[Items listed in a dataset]
◇ ◇ ◇
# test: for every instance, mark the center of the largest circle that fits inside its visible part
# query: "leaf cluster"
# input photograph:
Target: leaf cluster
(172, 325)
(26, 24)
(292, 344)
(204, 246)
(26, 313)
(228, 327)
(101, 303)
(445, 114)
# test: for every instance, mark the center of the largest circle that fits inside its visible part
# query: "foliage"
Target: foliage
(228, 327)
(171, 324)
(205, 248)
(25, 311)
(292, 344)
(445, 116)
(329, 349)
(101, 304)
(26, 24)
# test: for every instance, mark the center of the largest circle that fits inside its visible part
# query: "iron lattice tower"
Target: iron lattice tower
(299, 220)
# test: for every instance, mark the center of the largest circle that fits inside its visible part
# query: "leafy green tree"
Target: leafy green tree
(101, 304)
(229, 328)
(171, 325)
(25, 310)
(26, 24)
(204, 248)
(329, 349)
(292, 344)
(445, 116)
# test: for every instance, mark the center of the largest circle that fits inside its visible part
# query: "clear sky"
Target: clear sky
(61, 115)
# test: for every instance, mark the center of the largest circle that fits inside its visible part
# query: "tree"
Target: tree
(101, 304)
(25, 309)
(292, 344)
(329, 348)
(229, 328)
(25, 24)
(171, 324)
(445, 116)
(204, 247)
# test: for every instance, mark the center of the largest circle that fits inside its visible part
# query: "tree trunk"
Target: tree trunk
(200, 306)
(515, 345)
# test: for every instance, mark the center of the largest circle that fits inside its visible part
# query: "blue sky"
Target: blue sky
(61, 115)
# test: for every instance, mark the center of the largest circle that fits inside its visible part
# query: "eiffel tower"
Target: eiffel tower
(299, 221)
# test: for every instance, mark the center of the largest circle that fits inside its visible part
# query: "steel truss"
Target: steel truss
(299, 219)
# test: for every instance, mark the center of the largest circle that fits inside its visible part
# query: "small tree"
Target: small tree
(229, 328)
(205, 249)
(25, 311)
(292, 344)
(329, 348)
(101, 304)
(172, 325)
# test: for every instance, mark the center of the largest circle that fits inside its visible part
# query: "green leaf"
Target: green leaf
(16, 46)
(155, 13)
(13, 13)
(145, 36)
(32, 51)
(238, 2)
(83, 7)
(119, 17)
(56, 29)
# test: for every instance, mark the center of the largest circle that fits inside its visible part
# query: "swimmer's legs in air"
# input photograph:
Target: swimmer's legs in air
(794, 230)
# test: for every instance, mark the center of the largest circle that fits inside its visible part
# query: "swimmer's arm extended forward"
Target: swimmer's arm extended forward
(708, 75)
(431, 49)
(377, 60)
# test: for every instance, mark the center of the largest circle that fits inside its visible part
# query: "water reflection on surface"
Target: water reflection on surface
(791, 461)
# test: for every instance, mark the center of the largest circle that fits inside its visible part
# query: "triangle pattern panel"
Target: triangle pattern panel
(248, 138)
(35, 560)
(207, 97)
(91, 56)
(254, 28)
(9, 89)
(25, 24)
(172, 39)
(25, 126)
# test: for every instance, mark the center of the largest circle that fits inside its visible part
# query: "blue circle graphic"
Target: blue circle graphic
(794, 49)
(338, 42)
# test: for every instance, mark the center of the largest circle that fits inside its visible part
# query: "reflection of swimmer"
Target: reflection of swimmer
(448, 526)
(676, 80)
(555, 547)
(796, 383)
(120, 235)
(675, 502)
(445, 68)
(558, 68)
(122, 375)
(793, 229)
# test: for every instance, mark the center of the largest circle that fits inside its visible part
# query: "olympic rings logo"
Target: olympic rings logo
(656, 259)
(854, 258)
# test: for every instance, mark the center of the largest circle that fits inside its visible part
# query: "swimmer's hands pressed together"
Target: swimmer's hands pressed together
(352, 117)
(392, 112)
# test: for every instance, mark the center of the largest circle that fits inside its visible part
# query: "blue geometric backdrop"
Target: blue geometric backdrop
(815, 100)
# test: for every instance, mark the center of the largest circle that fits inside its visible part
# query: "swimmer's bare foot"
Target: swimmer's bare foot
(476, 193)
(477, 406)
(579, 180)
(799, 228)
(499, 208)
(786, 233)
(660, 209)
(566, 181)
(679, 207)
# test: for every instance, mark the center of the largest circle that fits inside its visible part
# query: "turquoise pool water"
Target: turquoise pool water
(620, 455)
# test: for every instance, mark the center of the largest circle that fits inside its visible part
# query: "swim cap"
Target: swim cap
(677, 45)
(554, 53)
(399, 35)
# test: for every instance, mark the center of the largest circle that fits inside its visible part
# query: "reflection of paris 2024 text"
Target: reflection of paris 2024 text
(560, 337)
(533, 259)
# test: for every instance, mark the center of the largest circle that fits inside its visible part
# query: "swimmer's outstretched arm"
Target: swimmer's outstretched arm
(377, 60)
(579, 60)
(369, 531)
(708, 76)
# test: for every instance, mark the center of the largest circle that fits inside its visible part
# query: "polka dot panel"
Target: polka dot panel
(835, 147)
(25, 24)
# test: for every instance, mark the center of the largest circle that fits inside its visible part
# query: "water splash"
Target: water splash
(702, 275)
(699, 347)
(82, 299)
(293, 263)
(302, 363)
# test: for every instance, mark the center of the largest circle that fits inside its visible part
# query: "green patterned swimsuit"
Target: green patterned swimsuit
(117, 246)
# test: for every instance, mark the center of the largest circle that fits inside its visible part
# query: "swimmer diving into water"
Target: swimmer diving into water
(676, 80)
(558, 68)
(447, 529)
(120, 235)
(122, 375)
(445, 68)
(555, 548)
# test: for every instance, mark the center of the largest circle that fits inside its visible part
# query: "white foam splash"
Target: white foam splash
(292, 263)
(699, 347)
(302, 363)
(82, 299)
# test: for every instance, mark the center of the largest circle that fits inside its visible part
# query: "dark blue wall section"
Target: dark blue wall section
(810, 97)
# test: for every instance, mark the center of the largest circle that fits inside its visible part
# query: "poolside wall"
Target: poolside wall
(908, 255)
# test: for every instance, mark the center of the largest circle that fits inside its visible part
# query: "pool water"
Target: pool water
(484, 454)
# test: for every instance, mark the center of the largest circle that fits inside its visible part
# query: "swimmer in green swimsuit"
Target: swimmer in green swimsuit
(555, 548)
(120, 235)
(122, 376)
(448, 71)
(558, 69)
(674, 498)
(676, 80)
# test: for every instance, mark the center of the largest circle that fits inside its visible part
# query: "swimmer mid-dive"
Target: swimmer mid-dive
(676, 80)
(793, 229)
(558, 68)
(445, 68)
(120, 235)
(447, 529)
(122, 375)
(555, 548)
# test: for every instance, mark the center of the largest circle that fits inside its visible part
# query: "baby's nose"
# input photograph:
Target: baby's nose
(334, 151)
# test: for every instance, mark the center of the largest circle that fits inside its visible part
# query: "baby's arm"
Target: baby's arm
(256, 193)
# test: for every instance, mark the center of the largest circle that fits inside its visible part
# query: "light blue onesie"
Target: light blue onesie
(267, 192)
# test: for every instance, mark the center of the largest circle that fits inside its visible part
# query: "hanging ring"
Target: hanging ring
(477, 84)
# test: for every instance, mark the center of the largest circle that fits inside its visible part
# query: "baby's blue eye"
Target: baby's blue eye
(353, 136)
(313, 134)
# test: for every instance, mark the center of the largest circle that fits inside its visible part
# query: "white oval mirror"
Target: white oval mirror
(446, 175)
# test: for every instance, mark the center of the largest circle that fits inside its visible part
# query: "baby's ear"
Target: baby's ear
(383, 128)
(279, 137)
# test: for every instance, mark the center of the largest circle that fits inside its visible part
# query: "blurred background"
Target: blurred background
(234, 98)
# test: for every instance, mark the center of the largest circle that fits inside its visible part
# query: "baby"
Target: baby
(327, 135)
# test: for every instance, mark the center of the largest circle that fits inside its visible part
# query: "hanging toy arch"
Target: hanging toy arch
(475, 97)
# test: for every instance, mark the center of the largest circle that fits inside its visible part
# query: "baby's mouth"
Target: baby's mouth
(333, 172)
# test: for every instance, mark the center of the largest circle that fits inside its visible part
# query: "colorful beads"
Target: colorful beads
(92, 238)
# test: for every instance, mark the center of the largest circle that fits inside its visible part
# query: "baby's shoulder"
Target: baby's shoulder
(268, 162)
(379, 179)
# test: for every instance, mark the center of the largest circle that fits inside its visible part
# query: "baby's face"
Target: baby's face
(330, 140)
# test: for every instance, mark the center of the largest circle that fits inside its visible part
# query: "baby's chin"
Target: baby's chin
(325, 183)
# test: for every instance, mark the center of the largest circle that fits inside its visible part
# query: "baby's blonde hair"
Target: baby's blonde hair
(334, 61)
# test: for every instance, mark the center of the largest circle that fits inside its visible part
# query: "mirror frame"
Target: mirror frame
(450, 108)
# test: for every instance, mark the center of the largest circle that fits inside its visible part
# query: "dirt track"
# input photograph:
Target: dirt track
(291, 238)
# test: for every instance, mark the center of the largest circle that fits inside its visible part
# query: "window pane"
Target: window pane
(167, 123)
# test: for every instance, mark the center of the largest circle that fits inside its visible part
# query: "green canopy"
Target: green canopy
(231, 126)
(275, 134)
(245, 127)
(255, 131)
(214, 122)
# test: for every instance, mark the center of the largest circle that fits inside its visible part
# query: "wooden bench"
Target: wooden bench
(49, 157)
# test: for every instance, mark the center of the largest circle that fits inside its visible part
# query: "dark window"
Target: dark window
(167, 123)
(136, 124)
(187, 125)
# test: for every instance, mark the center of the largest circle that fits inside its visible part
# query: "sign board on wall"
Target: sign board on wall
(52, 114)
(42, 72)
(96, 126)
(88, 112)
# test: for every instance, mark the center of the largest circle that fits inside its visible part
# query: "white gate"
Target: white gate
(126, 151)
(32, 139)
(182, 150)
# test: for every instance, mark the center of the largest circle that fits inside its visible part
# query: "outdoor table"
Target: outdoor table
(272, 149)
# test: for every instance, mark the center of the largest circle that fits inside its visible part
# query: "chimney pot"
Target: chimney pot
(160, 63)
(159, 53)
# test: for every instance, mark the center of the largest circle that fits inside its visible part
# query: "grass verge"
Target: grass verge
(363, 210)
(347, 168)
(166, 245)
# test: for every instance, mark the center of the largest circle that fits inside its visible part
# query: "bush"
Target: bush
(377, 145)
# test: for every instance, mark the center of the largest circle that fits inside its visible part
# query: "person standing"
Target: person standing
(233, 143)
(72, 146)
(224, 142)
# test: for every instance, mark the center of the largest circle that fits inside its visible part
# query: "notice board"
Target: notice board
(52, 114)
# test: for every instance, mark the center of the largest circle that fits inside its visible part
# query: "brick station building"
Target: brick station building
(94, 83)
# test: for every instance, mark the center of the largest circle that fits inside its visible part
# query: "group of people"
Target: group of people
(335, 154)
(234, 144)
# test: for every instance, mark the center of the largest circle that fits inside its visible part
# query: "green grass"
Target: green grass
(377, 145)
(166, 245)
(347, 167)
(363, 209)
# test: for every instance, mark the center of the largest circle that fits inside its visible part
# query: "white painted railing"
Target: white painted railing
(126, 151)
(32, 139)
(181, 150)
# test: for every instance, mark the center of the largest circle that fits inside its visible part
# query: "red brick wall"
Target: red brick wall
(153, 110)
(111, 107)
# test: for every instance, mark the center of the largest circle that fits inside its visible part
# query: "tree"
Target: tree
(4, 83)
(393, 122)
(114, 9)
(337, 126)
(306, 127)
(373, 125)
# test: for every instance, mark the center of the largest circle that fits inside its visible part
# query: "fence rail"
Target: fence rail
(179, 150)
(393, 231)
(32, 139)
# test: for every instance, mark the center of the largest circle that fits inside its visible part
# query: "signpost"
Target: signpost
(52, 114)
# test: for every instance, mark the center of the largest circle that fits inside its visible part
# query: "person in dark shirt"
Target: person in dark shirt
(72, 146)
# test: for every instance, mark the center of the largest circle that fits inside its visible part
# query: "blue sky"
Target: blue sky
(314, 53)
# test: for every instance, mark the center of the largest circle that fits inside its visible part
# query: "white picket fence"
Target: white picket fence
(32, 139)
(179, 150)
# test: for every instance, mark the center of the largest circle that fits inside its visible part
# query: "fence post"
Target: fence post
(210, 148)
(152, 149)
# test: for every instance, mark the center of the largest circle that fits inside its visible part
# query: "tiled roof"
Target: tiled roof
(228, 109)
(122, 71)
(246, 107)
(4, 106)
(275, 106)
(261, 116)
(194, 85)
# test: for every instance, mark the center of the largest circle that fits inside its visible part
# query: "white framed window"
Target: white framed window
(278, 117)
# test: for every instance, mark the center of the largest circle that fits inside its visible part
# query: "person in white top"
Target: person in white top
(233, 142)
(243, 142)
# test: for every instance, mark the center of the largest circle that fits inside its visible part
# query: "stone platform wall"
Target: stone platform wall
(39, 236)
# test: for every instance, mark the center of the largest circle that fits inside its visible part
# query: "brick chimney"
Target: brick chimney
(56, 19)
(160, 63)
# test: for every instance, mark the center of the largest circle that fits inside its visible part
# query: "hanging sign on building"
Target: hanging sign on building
◇ ◇ ◇
_TASK BRIEF_.
Please extract exactly, and only, the lines from the line containing "Target: white framed window" through the last line of the records.

_RESPONSE AREA_.
Target: white framed window
(278, 117)
# test: for every instance, mark the center of the largest circle that fits inside its visible part
# query: "person in white top"
Target: person in white top
(233, 142)
(243, 142)
# test: for every instance, mark the center of the largest circle that fits inside its visible part
# query: "stone platform wall"
Target: stone platform wall
(39, 236)
# test: for every instance, mark the center of the largest circle that fits inside its visible part
# query: "brick chimney"
Target: brick chimney
(56, 19)
(160, 63)
# test: for every instance, mark the center of the largest circle that fits inside its visible part
# query: "hanging sign on building"
Target: hanging sign on building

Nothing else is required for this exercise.